## Entries

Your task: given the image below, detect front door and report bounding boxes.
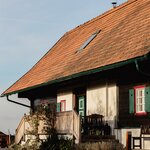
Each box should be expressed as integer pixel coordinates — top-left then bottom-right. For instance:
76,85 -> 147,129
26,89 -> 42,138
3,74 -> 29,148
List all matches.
77,96 -> 86,117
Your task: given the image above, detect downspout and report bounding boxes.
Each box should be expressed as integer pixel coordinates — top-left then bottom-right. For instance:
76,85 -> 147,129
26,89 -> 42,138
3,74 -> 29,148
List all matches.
6,95 -> 31,108
134,59 -> 150,77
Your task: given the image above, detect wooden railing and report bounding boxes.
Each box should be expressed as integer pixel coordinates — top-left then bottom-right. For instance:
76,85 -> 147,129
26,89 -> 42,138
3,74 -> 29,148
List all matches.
15,111 -> 81,144
56,111 -> 81,143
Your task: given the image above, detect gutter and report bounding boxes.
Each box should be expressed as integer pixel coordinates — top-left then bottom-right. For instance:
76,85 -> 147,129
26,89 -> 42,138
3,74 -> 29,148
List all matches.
6,95 -> 31,108
1,52 -> 150,97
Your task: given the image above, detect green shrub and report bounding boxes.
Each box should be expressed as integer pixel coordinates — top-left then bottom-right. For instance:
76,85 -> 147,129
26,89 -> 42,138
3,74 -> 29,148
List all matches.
39,129 -> 72,150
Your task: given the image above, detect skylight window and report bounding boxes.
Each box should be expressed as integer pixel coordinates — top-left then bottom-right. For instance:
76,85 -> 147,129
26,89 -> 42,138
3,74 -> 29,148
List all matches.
79,30 -> 100,51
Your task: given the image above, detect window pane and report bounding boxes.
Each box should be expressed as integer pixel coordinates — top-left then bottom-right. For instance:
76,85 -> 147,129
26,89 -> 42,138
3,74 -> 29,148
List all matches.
135,87 -> 145,112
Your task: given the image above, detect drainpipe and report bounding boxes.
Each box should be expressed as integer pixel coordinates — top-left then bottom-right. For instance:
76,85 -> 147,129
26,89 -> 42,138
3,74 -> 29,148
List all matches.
134,59 -> 150,77
6,95 -> 31,108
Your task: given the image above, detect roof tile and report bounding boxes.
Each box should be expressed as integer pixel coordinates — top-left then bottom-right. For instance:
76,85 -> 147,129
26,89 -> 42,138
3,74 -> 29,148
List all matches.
3,0 -> 150,94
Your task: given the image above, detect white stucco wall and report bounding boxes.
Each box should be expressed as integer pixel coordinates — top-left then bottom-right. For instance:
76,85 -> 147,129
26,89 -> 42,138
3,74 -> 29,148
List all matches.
86,84 -> 117,134
86,86 -> 106,116
57,91 -> 73,111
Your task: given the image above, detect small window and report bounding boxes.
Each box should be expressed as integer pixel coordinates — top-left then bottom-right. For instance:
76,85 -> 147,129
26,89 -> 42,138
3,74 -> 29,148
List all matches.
79,30 -> 100,51
129,85 -> 150,115
60,100 -> 66,112
134,86 -> 145,113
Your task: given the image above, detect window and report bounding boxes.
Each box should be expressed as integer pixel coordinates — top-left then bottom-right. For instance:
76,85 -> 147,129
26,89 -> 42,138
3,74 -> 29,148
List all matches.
134,86 -> 145,113
57,100 -> 66,112
129,85 -> 150,115
79,30 -> 100,51
60,100 -> 66,112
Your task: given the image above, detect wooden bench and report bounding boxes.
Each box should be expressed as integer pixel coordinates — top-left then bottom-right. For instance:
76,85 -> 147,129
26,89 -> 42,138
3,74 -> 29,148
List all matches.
132,124 -> 150,149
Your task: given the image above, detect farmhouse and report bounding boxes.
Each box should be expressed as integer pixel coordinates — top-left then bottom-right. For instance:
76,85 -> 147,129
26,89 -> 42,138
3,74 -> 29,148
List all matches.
2,0 -> 150,146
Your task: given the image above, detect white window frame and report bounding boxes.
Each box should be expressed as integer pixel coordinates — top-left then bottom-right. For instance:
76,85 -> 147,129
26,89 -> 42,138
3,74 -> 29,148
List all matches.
135,86 -> 145,113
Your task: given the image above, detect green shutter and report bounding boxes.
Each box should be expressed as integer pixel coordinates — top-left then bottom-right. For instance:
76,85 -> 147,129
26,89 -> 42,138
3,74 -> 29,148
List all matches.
145,87 -> 150,112
129,89 -> 134,113
57,103 -> 60,112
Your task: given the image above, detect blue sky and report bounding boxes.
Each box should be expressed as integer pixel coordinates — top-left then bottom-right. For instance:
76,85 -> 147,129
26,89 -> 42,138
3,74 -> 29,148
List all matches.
0,0 -> 127,134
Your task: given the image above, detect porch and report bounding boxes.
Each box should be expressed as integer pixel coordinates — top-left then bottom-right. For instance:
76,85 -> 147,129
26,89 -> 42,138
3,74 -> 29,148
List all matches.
15,110 -> 112,144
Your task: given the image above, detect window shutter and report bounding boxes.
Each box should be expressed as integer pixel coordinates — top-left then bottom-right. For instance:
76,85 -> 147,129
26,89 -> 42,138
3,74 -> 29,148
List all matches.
145,87 -> 150,112
129,89 -> 134,113
57,103 -> 60,112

## Aim
Copy every one of the records above word for word, leaving out the picture.

## Problem solution
Your task: given the image below, detect front door and report bounding boxes.
Each box should be expressed as integer pixel coordinates — top-left then bottom-right. For instance:
76,85 -> 147,129
26,89 -> 42,138
3,74 -> 29,148
List all matches.
77,96 -> 86,117
Your task: given the image above, detect downspout and report bounding boxes.
Each box should be expressed as integer pixel coordinates — top-left then bottom-right. For instance:
76,85 -> 147,129
26,89 -> 42,138
3,74 -> 29,148
List all matches.
6,95 -> 31,108
134,59 -> 150,77
Your task: given the image above, detect wooden railing and report bounding boxes.
Each box should be expressed as integer pixel coordinates — top-left then bottom-right. For instance:
76,85 -> 147,129
26,89 -> 42,138
3,74 -> 29,148
List all matches.
15,111 -> 81,144
56,111 -> 81,143
Your task: given the image above, detect gutter and report bounding boxes.
Each box should be expressed as integer pixel coordinates — top-left then bottom-right. For instance:
76,85 -> 147,129
26,89 -> 42,138
3,74 -> 29,148
List all matches.
6,95 -> 31,108
1,52 -> 150,97
Your task: given the image above, detect green shrub and report bounding boxes.
Each box should be expressed as integer pixel coordinates — top-left then bottom-right. For instance:
76,85 -> 147,129
26,89 -> 42,138
3,74 -> 29,148
List all matches.
39,129 -> 72,150
Your task: given the image above, detect skylight window and report bounding boxes.
Each box should be expressed as integer pixel coordinates — top-left then bottom-right. For instance:
76,85 -> 147,129
26,89 -> 42,138
3,74 -> 29,148
List all matches.
79,30 -> 100,51
Your task: given the image above, detect window pane and report bounding boxes.
Each box should be expressed as integer pixel coordinates — top-left then bottom-right. For instance:
76,85 -> 147,129
26,89 -> 42,138
3,74 -> 29,148
List all matches.
135,87 -> 145,112
Your task: given the image above, detect drainpipe and report bounding boxes.
Each box should be expressed as integer pixel coordinates — top-left then bottom-right. For instance:
76,85 -> 147,129
26,89 -> 42,138
3,74 -> 29,148
List all matches.
134,59 -> 150,77
6,95 -> 31,108
Your task: given the image above, detect roof tile and report bounding boxes.
Each box should be expressed as integer pixel coordinates — top-left then bottom-right. For instance:
76,85 -> 147,129
26,89 -> 42,138
3,74 -> 29,148
List all matches.
3,0 -> 150,94
Your task: given the image above, detect white stucco wall and report bounding boxes.
Each box should be expressed as integer pixel coordinates — top-left then bottom-right. For instance:
76,85 -> 147,129
26,89 -> 42,138
3,74 -> 29,148
List all matches.
86,84 -> 117,134
86,86 -> 106,116
57,91 -> 73,111
Your task: given the image above, detect small window and report bounding boxes.
Each box should be expressed as integer pixel coordinates — top-left then bottom-right. For instance:
76,85 -> 147,129
26,89 -> 42,138
3,74 -> 29,148
List all matches.
79,30 -> 100,51
129,85 -> 150,115
60,100 -> 66,112
134,86 -> 145,113
Your task: given the image above, detect window and report bounding boxes.
Each box should be expressed as integer pixel coordinates — top-left then bottom-right. For instance:
76,85 -> 147,129
26,89 -> 42,138
3,74 -> 29,148
List all matches.
134,86 -> 145,113
57,100 -> 66,112
129,85 -> 150,115
79,30 -> 100,51
60,100 -> 66,112
Your task: given the image above, detect wooden bench and report bounding boxes.
Each box should be expressed as integer pixel coordinates — top-left then bottom-right. For instance:
76,85 -> 147,129
26,89 -> 42,138
3,74 -> 29,148
List all matches.
132,124 -> 150,149
Your task: given the image above, detect farmhouse and report bounding boxes.
Each box should be expressed as integer pixel coordinates — top-left then bottom-right. For instance:
76,85 -> 147,129
26,89 -> 42,138
3,74 -> 29,148
List all matches.
2,0 -> 150,146
Your task: given the image above, detect white window frame and report bounding boxes.
Each box should be expressed as integer pixel coordinates — top-left then bottom-right. For instance:
76,85 -> 147,129
26,89 -> 42,138
3,74 -> 29,148
List all matches.
135,86 -> 145,113
Your task: given the image above, detect green shutter and report bounding boxes.
Each box should be expressed as integer pixel coordinates — top-left then bottom-right. For instance:
76,85 -> 147,129
26,89 -> 42,138
3,74 -> 29,148
List all matches.
145,87 -> 150,112
129,89 -> 134,113
57,103 -> 60,112
Your task: given the image above, detect blue sky and report bounding boxes.
Each box should be expressed as integer pixel coordinates — top-left then bottom-right. For instance:
76,85 -> 147,129
26,89 -> 42,138
3,74 -> 29,148
List all matches.
0,0 -> 127,134
Your task: given the image above, detect porch and report bounding boxes.
Each box should be expressed as integer pixel coordinates — top-left then bottom-right. For instance:
76,85 -> 147,129
26,89 -> 42,138
3,74 -> 29,148
List all matches.
15,110 -> 112,144
Your task: given the image above, detect window shutter and report bounding boxes.
Each box should be expressed as integer pixel coordinates — top-left then bottom-right. For instance:
76,85 -> 147,129
26,89 -> 42,138
3,74 -> 29,148
List all matches.
145,87 -> 150,112
129,89 -> 134,113
57,103 -> 60,112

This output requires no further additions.